One way or another, any developer is allowed a delay of up to 12 months from the expected completion date to actual handover. Having said this, it is very difficult for any person to fight these cases of compensation through the courts if the handover goes beyond the allowed 12 months.
This is not to say you do not have any redress but remember that it is quite time-consuming and a costly exercise to take a developer to court to claim compensation. Therefore, this needs careful consideration on your part as to what to do next.
The developer will obviously cite situations and circumstances to justify the delay and there is always the possibility that the judge will take all of these into consideration. I am not suggesting it is a waste of your time to go down this road; what I am saying is to consider the time and effort involved in seeking any justice against the potential compensation.
While the law is clear that the developer will owe compensation to any investors or buyers for delayed projects, the reality is that in practice, it is not quite so straightforward.
Our landlord recently moved to increase the rent on the property we live in. He has given us the proper notice, so we have no issues with that.
However, I was wondering if it was possible to sign a longer tenancy agreement to lock in a stable rent payment for perhaps two to three years rather than facing the risk of rising rents every 12 months.

> _Data provided_

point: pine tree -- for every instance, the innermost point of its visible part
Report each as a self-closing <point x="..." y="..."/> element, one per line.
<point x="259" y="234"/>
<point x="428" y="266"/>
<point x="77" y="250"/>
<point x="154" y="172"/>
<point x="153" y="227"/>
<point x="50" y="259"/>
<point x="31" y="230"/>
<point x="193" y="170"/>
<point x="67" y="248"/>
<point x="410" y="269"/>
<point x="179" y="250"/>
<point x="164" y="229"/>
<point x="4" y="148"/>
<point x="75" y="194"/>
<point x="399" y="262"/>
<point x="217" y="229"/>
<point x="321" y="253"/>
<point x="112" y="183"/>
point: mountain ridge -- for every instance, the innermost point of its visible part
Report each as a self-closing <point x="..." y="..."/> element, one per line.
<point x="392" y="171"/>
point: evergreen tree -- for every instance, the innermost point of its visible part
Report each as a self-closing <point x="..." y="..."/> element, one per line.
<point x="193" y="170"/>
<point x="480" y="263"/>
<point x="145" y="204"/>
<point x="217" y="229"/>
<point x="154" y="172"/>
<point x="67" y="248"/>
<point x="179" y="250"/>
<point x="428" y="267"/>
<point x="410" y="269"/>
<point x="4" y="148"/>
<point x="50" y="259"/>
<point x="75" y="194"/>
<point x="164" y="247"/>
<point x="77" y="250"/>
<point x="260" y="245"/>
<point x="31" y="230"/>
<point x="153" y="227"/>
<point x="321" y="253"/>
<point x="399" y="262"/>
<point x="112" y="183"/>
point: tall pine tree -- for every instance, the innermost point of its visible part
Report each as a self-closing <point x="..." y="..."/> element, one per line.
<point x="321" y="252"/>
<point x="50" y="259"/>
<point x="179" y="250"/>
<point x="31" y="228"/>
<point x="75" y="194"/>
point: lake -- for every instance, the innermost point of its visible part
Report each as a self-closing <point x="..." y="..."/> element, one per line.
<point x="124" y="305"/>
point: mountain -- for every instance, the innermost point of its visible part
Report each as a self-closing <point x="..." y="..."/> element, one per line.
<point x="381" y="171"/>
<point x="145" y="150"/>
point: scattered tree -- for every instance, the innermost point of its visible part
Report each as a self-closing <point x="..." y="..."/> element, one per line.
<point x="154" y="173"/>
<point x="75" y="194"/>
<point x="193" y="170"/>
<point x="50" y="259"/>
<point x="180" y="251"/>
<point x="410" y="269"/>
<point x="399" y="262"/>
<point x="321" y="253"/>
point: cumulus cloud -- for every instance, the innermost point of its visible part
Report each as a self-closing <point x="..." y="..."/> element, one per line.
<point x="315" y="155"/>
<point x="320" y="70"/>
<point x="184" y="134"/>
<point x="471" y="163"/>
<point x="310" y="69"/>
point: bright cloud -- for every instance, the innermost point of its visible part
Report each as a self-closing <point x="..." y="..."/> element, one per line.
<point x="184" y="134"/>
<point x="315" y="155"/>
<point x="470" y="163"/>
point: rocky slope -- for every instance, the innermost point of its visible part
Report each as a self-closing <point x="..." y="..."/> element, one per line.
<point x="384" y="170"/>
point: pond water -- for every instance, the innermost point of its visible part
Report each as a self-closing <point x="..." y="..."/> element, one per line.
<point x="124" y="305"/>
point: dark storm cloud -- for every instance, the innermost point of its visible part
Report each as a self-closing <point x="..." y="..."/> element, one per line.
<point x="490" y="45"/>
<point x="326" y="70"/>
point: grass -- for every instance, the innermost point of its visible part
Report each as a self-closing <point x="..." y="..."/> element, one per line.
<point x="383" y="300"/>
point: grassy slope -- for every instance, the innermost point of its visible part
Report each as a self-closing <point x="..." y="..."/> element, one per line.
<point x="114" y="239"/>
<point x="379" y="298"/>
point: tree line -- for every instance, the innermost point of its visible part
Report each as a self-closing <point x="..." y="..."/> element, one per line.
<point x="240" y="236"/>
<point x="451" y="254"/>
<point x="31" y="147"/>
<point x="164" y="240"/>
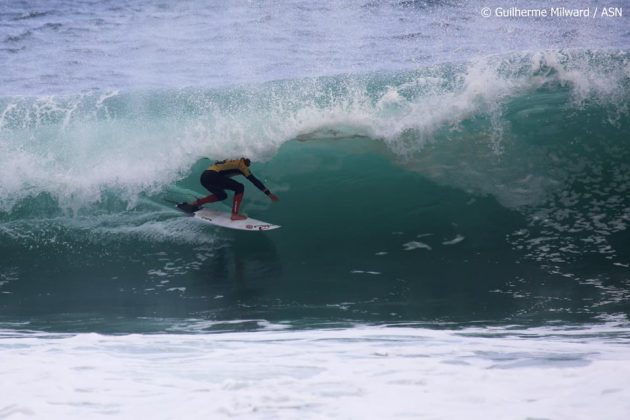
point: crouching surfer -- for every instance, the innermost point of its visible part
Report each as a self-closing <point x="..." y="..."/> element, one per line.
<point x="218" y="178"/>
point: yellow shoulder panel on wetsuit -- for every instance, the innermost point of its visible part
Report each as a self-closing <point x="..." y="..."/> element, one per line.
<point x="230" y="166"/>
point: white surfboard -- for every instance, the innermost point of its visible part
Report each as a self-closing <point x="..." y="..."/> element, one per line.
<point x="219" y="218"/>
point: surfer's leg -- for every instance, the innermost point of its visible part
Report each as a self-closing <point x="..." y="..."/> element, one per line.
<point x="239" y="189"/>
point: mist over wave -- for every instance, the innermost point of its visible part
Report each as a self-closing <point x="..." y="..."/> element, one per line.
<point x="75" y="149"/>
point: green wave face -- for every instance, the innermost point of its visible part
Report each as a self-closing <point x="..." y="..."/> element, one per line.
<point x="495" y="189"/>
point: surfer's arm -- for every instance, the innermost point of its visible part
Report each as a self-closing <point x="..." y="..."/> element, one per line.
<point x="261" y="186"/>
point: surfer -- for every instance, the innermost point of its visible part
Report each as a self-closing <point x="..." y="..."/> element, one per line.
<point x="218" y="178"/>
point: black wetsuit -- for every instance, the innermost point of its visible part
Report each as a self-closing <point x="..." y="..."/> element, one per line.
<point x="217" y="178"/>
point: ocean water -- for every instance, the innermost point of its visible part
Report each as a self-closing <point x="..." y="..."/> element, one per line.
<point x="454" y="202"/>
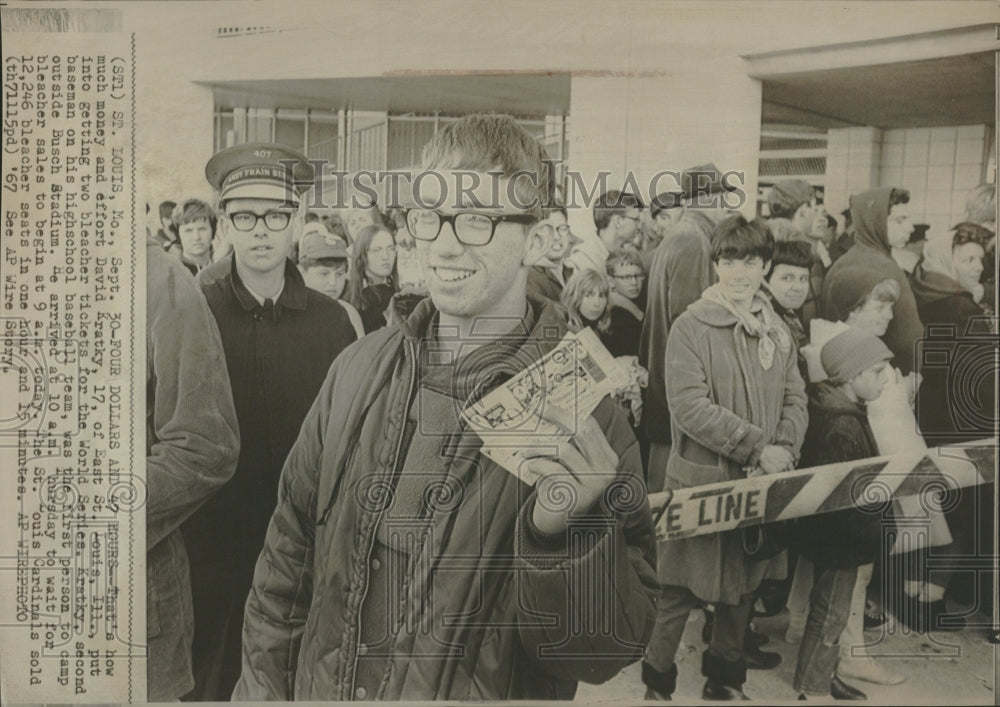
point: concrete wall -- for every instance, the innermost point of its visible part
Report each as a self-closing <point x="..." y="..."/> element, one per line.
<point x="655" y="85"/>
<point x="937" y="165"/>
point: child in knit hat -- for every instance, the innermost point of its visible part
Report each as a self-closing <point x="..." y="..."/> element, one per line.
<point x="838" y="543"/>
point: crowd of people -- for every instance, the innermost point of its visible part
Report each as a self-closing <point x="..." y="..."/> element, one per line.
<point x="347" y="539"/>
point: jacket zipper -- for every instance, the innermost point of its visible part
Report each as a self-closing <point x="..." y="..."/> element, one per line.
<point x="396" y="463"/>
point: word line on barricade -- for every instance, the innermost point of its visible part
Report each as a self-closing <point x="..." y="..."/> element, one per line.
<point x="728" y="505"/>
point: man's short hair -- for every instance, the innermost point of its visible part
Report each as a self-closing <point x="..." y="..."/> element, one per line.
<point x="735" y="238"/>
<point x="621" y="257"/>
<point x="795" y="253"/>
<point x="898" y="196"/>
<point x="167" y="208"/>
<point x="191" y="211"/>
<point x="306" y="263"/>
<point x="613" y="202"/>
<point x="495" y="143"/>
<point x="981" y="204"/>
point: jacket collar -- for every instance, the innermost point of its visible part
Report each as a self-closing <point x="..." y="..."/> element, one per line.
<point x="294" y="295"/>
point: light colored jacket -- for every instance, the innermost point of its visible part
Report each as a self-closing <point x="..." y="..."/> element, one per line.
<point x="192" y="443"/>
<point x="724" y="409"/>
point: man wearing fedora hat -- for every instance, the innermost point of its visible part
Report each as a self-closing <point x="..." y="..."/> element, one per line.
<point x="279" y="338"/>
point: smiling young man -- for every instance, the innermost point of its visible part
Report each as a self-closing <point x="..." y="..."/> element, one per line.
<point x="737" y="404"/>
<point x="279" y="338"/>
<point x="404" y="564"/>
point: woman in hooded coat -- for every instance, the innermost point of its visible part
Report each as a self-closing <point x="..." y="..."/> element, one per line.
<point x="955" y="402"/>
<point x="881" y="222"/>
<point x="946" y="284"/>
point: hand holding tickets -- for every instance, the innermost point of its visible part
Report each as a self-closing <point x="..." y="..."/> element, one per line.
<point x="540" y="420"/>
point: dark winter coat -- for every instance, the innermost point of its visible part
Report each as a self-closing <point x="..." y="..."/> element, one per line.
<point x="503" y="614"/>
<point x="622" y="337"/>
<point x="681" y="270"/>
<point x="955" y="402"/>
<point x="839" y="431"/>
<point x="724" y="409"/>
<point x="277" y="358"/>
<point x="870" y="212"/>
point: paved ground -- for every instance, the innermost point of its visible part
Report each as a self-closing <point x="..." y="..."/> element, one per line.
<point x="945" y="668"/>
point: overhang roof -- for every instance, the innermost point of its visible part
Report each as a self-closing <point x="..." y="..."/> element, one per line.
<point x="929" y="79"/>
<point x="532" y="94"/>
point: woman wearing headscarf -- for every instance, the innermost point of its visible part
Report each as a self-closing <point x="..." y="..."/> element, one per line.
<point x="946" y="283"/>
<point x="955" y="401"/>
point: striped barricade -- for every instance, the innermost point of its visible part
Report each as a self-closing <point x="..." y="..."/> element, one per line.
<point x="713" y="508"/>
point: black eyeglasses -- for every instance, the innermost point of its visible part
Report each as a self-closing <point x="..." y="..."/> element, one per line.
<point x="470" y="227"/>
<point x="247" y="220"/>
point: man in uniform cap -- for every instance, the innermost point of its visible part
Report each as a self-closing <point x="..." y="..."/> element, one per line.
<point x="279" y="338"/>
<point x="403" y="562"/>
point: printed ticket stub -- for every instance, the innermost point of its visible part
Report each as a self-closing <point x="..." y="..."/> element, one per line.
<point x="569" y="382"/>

> _Stated task_
Write out the property text again from the words "One way or another, any" through "the potential compensation.", swapping "compensation" for "damages" wherever it occurs. The listing comes from a different source than the property text.

> _Right answer_
One way or another, any developer is allowed a delay of up to 12 months from the expected completion date to actual handover. Having said this, it is very difficult for any person to fight these cases of damages through the courts if the handover goes beyond the allowed 12 months.
This is not to say you do not have any redress but remember that it is quite time-consuming and a costly exercise to take a developer to court to claim damages. Therefore, this needs careful consideration on your part as to what to do next.
The developer will obviously cite situations and circumstances to justify the delay and there is always the possibility that the judge will take all of these into consideration. I am not suggesting it is a waste of your time to go down this road; what I am saying is to consider the time and effort involved in seeking any justice against the potential damages.